### Texto para leitura
»»

Elke Georgievna Grunnupp nasceu na Rússia e mudou-se para o Brasil, mais precisamente para Itabira, interior de Minas Gerais, ainda com seis anos de idade. Elke e sua família se refugiaram no País, fugindo da perseguição de Stalin. A jovem Elke sempre demonstrara ser uma mulher à frente de seu tempo, seu estilo irreverente chamava a atenção e a mesma chegou a ser agredida nas ruas por sua postura.

Na década de 1970, durante o regime militar no Brasil, Elke Maravilha esteve presa por seis dias, acusada de atrapalhar as buscas da polícia por um preso político. Elke estava no Aeroporto Santos Dumont, em 1972, quando se deparou com um cartaz que anunciava a procura por Stuart Angel, filho da estilista Zuzu Angel, grande amiga de Elke. A modelo, indignada, rasgou o cartaz, sendo presa em seguida. Nesta época, já era sabido que Stuart Angel havia sido assassinado pelo Centro de Informações de Segurança da Aeronáutica em 1971. O corpo do militante nunca fora encontrado, e a cidadania brasileira de Elke Grunnupp esteve cassada durante o regime militar.

Em entrevista ao site Terra, Elke, que se declarava abertamente como anarquista, comentou sobre sua prisão. “Fiquei seis dias presa e tomei tapa na cara, mas sou como galo: não recuo, não. Fui para o interrogatório com a cara pintada de verde e com batom vermelho todo borrado, enfrentei. Fiquei presa com uma contrabandista e duas reféns. Uma de 12 e outra de 15 anos, que estavam lá havia quase seis meses, usadas pela polícia para atrair o pai delas. Tudo muito desumano. Tive que mentir que conhecia o filho da Zuzu, porque senão não teria como explicar aquela minha atitude. Saí porque a Zuzu arranjou o delegado que me tirou de lá”. Indagada se a experiência havia lhe deixado algum trauma, a artista relembrou dos seis anos em que seu pai esteve preso na Sibéria. “Se meu pai passou seis anos na Sibéria e não ficou traumatizado, foi torturado e fazia chacota... Imagina se eu ia ter problemas por causa de seis diazinhos no Dops!”.

««

(Trechos de dados de apontamento)
»»

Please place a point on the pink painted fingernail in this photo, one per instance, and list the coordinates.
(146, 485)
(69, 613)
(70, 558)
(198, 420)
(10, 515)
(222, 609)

««
»»

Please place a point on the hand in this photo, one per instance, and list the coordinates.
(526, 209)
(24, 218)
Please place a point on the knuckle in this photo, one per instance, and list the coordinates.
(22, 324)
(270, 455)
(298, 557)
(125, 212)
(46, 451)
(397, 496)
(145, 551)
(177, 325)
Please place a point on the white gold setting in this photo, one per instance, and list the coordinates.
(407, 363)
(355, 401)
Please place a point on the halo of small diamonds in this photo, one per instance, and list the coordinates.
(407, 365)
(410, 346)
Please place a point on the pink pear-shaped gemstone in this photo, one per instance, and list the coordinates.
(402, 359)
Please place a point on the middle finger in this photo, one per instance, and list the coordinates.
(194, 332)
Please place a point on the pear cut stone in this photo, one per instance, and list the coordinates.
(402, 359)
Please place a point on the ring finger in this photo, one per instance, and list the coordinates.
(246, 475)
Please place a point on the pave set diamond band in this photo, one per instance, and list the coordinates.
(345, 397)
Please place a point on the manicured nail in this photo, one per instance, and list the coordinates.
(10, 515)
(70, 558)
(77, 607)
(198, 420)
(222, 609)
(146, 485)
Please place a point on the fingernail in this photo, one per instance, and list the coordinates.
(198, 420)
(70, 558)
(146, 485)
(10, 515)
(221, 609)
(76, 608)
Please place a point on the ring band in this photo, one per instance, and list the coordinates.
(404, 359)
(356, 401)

««

### Enunciado
Responda às perguntas abaixo com base no texto sobre Elke Maravilha.
1. Em que cidade de Minas Gerais Elke foi morar ao chegar ao Brasil?
2. Em que aeroporto Elke rasgou o cartaz que anunciava a procura por Stuart Angel?
3. Por quantos anos o pai de Elke esteve preso na Sibéria?

### Resposta escrita
1. Em Itabira.
2. No Aeroporto Santos Dumont.
3. Por seis anos.